[Start of SOURCE PASSAGE]

On Mon, Apr 14, 2008 at 1:34 PM, Chris Browne <cbbrowne@acm.org> wrote:
> "tosbalok@gmail.com" <tosbalok@gmail.com> writes:
> > Another test. In postgres I added an index to the userid column and
> > then counted distinct userids. The average run time over three
> > queries was 4666 seconds, or 78 minutes. Unbelievable.
> >
> > On SQL Server, with *no* index, the same query takes on average 414
> > seconds, or about 7 minutes. Ten times faster!
First, in general- use the EXPLAIN and EXPLAIN ANALYZE feature of
postgresql. That will tell you a lot about what your queries are doing
and why they're taking so long.
Second, make sure you've ANALYZE'd your table after creating it and
the index, which gives the planner the statistics necessary to make
intelligent choices.

[End of SOURCE PASSAGE]

(TASK 1): Output the part of the PostgreSQL thread between "On Mon, Apr" and "Ten times faster!", inclusive.
(TASK 2):
Answer these questions about the PostgreSQL thread:
(a) What was the average run time in Postgres after an index was added to the userid column?
(b) How long did the same query take on average on SQL Server with no index?
(c) What should be run on the table after creating it and the index so the planner has the statistics it needs?
(TASK 3): Resume the PostgreSQL thread, picking up right after its last sentence.
The entries have no connection to the PostgreSQL thread.

[Start of ENTRIES SHOWN]

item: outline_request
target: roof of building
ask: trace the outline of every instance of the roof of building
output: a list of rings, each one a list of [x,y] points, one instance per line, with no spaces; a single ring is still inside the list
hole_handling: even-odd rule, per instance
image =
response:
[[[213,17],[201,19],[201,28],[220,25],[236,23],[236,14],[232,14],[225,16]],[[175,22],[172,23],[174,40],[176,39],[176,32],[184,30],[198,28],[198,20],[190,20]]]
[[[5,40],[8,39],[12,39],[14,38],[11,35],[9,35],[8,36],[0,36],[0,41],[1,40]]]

[End of ENTRIES SHOWN]

(FINAL ANSWER 1):
On Mon, Apr 14, 2008 at 1:34 PM, Chris Browne <cbbrowne@acm.org> wrote:
> "tosbalok@gmail.com" <tosbalok@gmail.com> writes:
> > Another test. In postgres I added an index to the userid column and
> > then counted distinct userids. The average run time over three
> > queries was 4666 seconds, or 78 minutes. Unbelievable.
> >
> > On SQL Server, with *no* index, the same query takes on average 414
> > seconds, or about 7 minutes. Ten times faster!

(FINAL ANSWER 2):
(a) 4666 seconds, or 78 minutes
(b) 414 seconds, or about 7 minutes
(c) ANALYZE

(FINAL ANSWER 3):
For instance, your count of distinct userids is probably not using the
index you just created. If it still isn't using it after you ANALYZE
the table, try rewriting the query using group by (select count(*)
from (select userid from mytable group by userid) tmp). I recently had
a similar performance issue on a 75m row table, and the above helped.
VACUUM ANALYZE tables, and then remember that EXPLAIN and EXPLAIN
ANALYZE are your best friends.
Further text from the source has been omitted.